(What is asked)
Count the lines below that contain the word "light", and reply with the number alone.
--- BEGIN Recorded information ---
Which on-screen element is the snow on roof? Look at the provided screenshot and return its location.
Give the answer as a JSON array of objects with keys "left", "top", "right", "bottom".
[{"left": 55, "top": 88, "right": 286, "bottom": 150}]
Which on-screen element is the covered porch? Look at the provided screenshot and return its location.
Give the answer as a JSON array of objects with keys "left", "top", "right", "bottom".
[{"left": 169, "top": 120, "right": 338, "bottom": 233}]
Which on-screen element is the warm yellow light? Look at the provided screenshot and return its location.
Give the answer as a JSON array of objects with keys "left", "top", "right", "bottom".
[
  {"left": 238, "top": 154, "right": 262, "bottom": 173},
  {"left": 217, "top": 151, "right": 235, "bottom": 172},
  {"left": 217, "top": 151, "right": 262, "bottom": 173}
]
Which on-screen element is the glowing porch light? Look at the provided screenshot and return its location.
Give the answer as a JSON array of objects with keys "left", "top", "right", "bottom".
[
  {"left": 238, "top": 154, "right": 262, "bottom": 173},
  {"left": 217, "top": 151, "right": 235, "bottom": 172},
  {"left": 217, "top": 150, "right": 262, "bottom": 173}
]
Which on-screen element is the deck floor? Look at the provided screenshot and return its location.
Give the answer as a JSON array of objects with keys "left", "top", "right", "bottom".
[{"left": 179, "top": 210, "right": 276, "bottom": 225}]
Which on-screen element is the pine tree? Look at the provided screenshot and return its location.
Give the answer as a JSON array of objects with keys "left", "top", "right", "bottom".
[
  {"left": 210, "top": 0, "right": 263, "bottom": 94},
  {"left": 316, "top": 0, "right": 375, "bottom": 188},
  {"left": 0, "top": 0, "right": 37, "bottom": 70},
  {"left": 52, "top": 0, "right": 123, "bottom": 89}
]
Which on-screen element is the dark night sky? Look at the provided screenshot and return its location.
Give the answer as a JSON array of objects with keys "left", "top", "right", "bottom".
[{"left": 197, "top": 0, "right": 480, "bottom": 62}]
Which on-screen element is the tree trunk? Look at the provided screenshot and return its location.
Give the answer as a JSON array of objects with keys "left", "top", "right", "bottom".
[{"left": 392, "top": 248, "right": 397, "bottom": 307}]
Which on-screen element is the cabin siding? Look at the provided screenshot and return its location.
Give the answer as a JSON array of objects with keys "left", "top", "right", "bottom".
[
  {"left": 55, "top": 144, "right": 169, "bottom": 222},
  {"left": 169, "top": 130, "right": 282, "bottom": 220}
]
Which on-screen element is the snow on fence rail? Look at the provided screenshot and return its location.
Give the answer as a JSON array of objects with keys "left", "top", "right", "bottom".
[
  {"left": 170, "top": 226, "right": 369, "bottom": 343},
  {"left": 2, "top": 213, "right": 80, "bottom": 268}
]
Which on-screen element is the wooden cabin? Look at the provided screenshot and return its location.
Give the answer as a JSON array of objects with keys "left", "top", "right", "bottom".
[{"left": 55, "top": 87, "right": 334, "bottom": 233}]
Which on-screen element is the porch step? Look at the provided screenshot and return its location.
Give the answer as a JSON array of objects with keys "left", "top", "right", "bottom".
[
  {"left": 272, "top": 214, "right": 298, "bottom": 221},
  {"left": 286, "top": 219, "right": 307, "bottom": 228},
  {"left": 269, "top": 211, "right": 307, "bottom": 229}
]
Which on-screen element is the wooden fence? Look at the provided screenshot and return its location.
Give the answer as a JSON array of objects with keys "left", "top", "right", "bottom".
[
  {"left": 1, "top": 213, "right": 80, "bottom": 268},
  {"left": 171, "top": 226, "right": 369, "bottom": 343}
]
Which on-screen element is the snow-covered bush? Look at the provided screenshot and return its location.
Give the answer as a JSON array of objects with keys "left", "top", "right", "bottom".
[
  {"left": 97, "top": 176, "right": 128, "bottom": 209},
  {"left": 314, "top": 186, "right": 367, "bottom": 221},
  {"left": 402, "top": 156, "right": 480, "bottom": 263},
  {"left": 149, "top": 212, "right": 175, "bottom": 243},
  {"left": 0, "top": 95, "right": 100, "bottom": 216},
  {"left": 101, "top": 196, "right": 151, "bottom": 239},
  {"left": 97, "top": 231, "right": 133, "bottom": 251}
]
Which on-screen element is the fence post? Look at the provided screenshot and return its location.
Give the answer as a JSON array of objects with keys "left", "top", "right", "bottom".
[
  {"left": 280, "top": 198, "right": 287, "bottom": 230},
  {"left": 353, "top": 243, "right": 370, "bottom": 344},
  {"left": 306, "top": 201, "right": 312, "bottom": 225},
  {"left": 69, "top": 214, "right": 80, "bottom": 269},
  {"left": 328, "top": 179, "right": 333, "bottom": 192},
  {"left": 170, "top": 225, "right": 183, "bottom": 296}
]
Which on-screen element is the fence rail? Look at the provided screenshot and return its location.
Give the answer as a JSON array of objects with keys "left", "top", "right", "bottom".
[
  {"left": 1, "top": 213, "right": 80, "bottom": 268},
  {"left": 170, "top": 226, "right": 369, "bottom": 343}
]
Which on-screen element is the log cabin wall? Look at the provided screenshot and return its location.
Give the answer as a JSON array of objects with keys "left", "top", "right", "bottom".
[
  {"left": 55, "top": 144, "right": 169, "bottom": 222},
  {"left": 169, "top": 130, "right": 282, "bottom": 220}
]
--- END Recorded information ---
(Problem solution)
2